--- Start of DATA IN THIS EXERCISE ---
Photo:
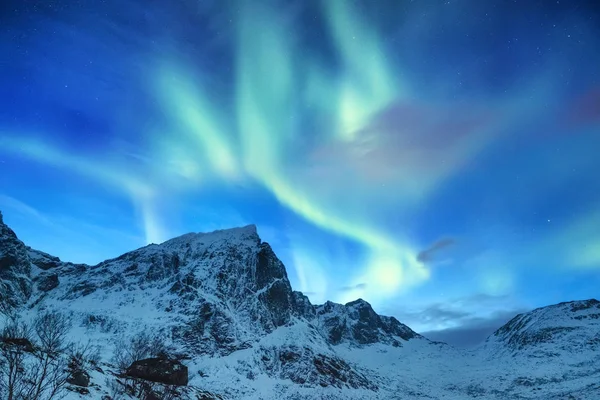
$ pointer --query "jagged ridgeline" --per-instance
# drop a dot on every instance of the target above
(213, 315)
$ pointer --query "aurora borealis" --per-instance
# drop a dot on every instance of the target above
(437, 158)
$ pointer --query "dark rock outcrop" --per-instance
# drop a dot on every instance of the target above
(357, 322)
(15, 269)
(159, 370)
(47, 282)
(79, 377)
(23, 343)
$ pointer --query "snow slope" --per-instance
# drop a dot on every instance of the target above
(225, 305)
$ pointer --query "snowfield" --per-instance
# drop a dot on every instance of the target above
(224, 306)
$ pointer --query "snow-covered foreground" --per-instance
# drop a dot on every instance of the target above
(225, 307)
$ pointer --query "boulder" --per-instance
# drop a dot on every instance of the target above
(79, 377)
(160, 370)
(47, 282)
(23, 343)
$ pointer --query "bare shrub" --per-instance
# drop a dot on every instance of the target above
(33, 363)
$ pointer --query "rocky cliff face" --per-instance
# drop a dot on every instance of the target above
(223, 302)
(15, 269)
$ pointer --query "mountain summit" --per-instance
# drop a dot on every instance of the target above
(225, 307)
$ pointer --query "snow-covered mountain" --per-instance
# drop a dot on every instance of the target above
(225, 305)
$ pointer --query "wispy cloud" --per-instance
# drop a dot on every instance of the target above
(428, 254)
(358, 286)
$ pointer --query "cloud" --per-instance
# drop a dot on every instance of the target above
(427, 255)
(359, 286)
(23, 209)
(461, 321)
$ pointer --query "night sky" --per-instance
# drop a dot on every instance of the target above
(440, 159)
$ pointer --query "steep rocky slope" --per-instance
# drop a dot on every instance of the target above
(225, 305)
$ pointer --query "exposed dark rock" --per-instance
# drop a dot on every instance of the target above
(302, 306)
(160, 370)
(43, 260)
(23, 343)
(15, 268)
(47, 282)
(358, 323)
(83, 289)
(79, 377)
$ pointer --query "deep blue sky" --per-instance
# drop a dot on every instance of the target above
(438, 158)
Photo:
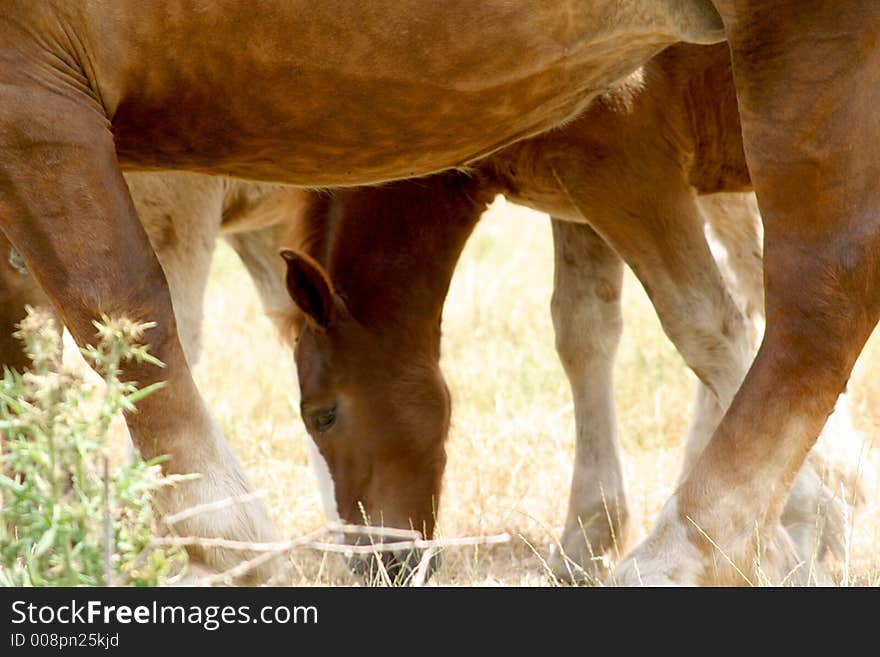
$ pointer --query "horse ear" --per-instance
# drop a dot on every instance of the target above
(309, 287)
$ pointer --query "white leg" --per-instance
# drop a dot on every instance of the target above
(587, 321)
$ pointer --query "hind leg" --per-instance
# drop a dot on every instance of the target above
(733, 220)
(587, 321)
(818, 196)
(64, 205)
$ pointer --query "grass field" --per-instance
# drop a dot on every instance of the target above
(512, 439)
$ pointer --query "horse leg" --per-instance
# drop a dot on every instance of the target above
(65, 207)
(181, 213)
(587, 320)
(813, 516)
(258, 250)
(803, 92)
(735, 223)
(702, 320)
(17, 290)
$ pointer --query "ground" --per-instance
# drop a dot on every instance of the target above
(512, 438)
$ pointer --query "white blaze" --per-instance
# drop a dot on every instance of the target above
--- End of DATA IN THIS EXERCISE ---
- WHAT IS ASKED -
Drop the images and quote the entries word for word.

- RESULT OF THE TASK -
Photo:
$ pointer --query "jagged ridgeline" --per-instance
# drop a dot on every instance of the target above
(213, 315)
$ pointer --query "aurora borealis" --per-instance
# drop a dot on every instance of the target above
(437, 158)
$ pointer --query "dark rock outcrop" --per-instance
# drop a dot on every instance of the target above
(357, 322)
(15, 269)
(159, 370)
(47, 282)
(79, 377)
(23, 343)
$ pointer --query "snow slope" --per-instance
# drop a dot on every instance of the target above
(225, 305)
$ pointer --query "snowfield" --per-instance
# drop a dot on every instance of the target above
(224, 306)
$ pointer --query "snow-covered foreground" --per-instance
# drop a dot on every instance of the target above
(225, 307)
$ pointer --query "boulder" --per-instance
# drop a dot on every instance of the target above
(79, 377)
(160, 370)
(47, 282)
(23, 343)
$ pointer --query "bare shrub" --per-instance
# drop a dot on every instance of the target above
(33, 363)
$ pointer --query "rocky cliff face" --per-instance
# drop a dot on every instance of the target above
(223, 302)
(15, 269)
$ pointer --query "mountain summit" --per-instance
# drop a dot on every instance of the target above
(225, 307)
$ pointer --query "snow-covered mountain" --per-instance
# drop a dot on every instance of the target above
(225, 305)
$ pointer --query "wispy cloud" --per-instance
# drop a dot on every instance of the target above
(428, 254)
(358, 286)
$ pointer --query "cloud" --per-instance
# drop a dot on every instance of the target above
(427, 255)
(359, 286)
(23, 209)
(461, 321)
$ pointer --query "night sky" --per-instance
# drop a dot on every instance of the target above
(440, 159)
$ pointer --query "steep rocky slope" --per-instance
# drop a dot on every instance of the target above
(225, 305)
$ pointer --query "exposed dark rock" --per-instance
# drop a dot on every instance of the target above
(302, 306)
(160, 370)
(43, 260)
(23, 343)
(15, 268)
(47, 282)
(358, 323)
(83, 289)
(79, 377)
$ pointer --query "deep blue sky" --per-instance
# drop a dot on every instance of the target above
(438, 158)
Photo:
$ pointer --query "horse ear" --per-instance
# drop a dot on every instance of the target above
(309, 287)
$ pointer --query "white leg" --per-instance
# drop a dot on every instance of the target above
(587, 321)
$ pointer --query "hind leg" --per-instance
# drop a dot on every instance of the target above
(733, 220)
(587, 321)
(818, 196)
(64, 205)
$ pointer --query "grass field" --per-instance
# drop a dot on every instance of the target above
(512, 439)
$ pointer --query "horse leg" --per-instance
# drop a dot on every instance of the target above
(65, 207)
(181, 213)
(587, 320)
(813, 516)
(258, 250)
(803, 92)
(735, 223)
(702, 320)
(17, 290)
$ pointer --query "ground" --per-instance
# drop a dot on every instance of the target above
(512, 438)
$ pointer --query "white blaze" --per-instance
# drop a dot on every instance of the target above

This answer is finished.